Required work: Please rewrite the listing below as a two-column CSV with the header text,answer. Each row should hold one text and its answer, each in a quoted field with line breaks replaced by spaces.

## START

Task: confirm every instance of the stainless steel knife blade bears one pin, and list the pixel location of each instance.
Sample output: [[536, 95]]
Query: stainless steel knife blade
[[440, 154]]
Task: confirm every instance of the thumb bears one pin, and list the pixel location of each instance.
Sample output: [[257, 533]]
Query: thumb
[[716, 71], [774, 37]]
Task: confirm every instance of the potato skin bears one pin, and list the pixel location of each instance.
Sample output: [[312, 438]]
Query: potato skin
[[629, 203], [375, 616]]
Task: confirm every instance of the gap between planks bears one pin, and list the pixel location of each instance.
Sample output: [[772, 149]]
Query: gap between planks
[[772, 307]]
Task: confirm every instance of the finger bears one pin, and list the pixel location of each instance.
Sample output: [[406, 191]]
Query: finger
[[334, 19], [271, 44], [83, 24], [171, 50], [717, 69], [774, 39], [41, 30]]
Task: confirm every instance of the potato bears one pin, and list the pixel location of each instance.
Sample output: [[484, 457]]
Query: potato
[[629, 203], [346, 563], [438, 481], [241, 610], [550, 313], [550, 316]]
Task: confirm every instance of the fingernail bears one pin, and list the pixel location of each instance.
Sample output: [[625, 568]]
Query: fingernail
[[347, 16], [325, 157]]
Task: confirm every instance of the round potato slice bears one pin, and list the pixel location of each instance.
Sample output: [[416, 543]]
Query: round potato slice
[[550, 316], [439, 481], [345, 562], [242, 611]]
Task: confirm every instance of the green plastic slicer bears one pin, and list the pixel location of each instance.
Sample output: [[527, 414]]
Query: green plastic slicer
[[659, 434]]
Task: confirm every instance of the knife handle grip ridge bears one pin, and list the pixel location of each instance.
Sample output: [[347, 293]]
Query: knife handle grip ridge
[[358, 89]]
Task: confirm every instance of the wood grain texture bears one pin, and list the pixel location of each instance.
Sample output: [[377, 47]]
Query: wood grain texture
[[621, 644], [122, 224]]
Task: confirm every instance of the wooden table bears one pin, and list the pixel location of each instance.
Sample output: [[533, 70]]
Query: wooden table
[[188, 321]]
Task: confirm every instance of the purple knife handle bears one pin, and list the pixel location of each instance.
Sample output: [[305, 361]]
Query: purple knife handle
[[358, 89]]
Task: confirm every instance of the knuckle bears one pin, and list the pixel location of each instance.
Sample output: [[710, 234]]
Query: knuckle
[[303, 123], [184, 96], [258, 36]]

## END

Answer for this exercise:
text,answer
"Task: confirm every instance of the stainless steel knife blade bears one pin, and list the pixel location of each instance. Sample output: [[536, 95]] Query: stainless steel knife blade","[[440, 154]]"
"Task: confirm every instance of the thumb bears one pin, and list the pixel location of each instance. Sample output: [[257, 533]] Query: thumb","[[716, 71], [774, 37]]"
"Task: confirm every instance of the potato skin bears one pin, and list the pixel location of each instance. Sample output: [[312, 438]] Query: potato skin","[[629, 203], [375, 616]]"
"Task: confirm every instance of the gap between planks bears one pin, and list the pixel location of each instance. Sample output: [[772, 149]] Query: gap between planks","[[772, 307]]"
"Task: confirm every instance of the finger bears one pin, and list the pixel location of each instance. Sample output: [[406, 191]] Query: finger","[[334, 19], [271, 44], [83, 24], [171, 50], [717, 69], [774, 39], [41, 30]]"
"Task: confirm every instance of the potato bears one pin, and list the pixel location of each instance. Sample output: [[484, 457]] Query: potato","[[629, 203], [346, 563], [438, 481], [241, 610], [550, 313], [550, 316]]"
"Task: confirm every instance of the fingernail bears one pin, and list the pixel location of each instance. Sample output: [[625, 568]] Query: fingernail","[[347, 16], [325, 157]]"
"Task: confirm every instance of the round potato slice bears one pin, and list the pixel location of each instance. Sample output: [[416, 543]] Query: round potato slice","[[550, 316], [439, 481], [345, 562], [242, 611]]"
"Task: confirm every instance of the green plastic slicer bears one pin, and list the pixel location of each instance. Sample output: [[527, 414]] Query: green plastic slicer","[[659, 434]]"
"Task: confirm every instance of the knife handle grip ridge bears one pin, and list the pixel location of each instance. Sample output: [[347, 293]] Query: knife handle grip ridge","[[358, 89]]"
"Task: confirm every instance of the wood grain texture bears one pin, and list the pixel location of each instance. Sample output: [[377, 47]] Query: wood grain texture","[[621, 644], [122, 224]]"
"Task: confirm every instance of the wooden table bears one pin, and list the pixel location of each instance. Sample output: [[533, 70]] Query: wooden table","[[188, 321]]"
"Task: confirm every instance of the purple knife handle bears one pin, and list the pixel location of each instance. Sample output: [[305, 361]] Query: purple knife handle","[[358, 89]]"
"Task: confirm every instance of the knuckle bears one pin, and list the pixel location of each instance. Sample output: [[710, 234]] Query: knuckle","[[303, 123], [184, 96], [258, 36]]"